*Exercise objective*.
Retype the passage on REIT taxation below, starting at the words "Legislative or regulatory" and stopping after "may be amended.".

┌─ Page text

To maintain Lexington's status as a REIT for federal income tax purposes, Lexington is generally required to distribute to its 
shareholders at least 90% of its taxable income for that calendar year. Lexington's taxable income is determined without regard to 
any deduction for dividends paid and by excluding net capital gains. To the extent that Lexington satisfies the distribution requirement 
but distributes less than 100% of its taxable income, Lexington will be subject to federal corporate income tax on its undistributed 
income. In addition, Lexington will incur a 4% nondeductible excise tax on the amount, if any, by which its distributions in any year 
are less than the sum of (i) 85% of its ordinary income for that year, (ii) 95% of its capital gain net income for that year and (iii) 
100% of its undistributed taxable income from prior years. We intend for Lexington to continue to make distributions to its shareholders 
to comply with the distribution requirements of the Code and to reduce exposure to federal income and nondeductible excise taxes. 
Differences in timing between the receipt of income and the payment of expenses in determining its taxable income and the effect 
of required debt amortization payments could require Lexington to borrow funds on a short-term basis in order to meet the distribution 
requirements that are necessary to achieve the tax benefits associated with qualifying as a REIT.

Legislative or regulatory tax changes could have an adverse effect on us.

At any time, the federal income tax laws governing REITs or the administrative interpretations of those laws may be amended. 
Any of those new laws or interpretations may take effect retroactively and could adversely affect us or you as a debt and/or equity 
security holder. REIT dividends generally are not eligible for the reduced rates currently applicable to certain corporate dividends 
(unless attributable to dividends from taxable REIT subsidiaries and otherwise eligible for such rates). As a result, investment in 
non-REIT corporations may be relatively more attractive than investment in REITs. This could adversely affect the market price of 
our shares.

Tax legislation signed into law on December 22, 2017, makes numerous changes to the tax rules that do not affect the REIT 
qualification rules directly, but may otherwise affect us or our shareholders. For example, the top federal income tax rate for individuals 
was reduced to 37%, there is a new deduction available for certain Qualified Business Income that reduces the top effective tax rate 
applicable to ordinary dividends from REITs to 29.6% (through a 20% deduction for ordinary REIT dividends received) and various 
deductions are eliminated or limited. Most of the changes applicable to individuals are temporary. There are only minor changes to 
the REIT rules (other than the 20% deduction applicable to individuals for ordinary REIT dividends received). To date, the Internal 
Revenue Service has issued only limited guidance on the changes made by the new legislation. It is unclear at this time whether 
Congress will address these issues or when the Internal Revenue Service will issue additional administrative guidance on the changes 
made by the 2017 legislation.

Risks Related to Our Shares

We may change the dividend policy for our common shares in the future.

└─
┌─ Stored records

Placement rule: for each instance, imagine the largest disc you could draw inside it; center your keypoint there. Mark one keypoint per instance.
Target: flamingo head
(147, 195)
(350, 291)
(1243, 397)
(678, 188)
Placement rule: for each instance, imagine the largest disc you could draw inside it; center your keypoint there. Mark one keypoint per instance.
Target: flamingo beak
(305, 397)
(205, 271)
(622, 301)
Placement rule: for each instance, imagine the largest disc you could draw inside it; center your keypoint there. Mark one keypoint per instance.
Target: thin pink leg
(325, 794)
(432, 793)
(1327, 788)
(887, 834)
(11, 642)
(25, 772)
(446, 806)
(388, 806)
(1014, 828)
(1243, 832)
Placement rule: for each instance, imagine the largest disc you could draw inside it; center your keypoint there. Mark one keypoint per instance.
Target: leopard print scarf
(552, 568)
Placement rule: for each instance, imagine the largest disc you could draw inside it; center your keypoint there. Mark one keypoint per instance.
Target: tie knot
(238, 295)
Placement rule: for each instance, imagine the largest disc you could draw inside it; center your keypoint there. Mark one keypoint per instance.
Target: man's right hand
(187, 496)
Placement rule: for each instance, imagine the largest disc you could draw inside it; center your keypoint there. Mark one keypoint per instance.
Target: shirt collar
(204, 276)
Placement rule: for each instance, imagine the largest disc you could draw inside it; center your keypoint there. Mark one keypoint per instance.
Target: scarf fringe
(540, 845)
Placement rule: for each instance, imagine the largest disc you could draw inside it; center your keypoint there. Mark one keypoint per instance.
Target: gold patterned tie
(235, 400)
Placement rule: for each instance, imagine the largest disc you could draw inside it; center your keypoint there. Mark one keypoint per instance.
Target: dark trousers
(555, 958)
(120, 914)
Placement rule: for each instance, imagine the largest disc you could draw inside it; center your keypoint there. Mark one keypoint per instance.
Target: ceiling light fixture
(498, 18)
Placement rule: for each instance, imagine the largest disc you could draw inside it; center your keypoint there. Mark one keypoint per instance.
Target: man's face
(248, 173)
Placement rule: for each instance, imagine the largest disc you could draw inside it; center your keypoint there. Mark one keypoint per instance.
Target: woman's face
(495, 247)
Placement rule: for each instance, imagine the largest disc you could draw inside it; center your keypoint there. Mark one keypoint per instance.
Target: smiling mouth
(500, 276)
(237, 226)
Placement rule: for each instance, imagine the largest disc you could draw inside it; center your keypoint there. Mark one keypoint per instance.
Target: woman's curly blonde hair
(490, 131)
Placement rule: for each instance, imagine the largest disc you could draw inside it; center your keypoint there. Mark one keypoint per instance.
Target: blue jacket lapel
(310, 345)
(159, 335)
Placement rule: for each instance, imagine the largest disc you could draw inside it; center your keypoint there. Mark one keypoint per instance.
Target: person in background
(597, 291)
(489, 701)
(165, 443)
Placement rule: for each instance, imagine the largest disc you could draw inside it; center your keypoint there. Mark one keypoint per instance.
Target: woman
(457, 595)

└─

*Output*.
Legislative or regulatory tax changes could have an adverse effect on us.

At any time, the federal income tax laws governing REITs or the administrative interpretations of those laws may be amended.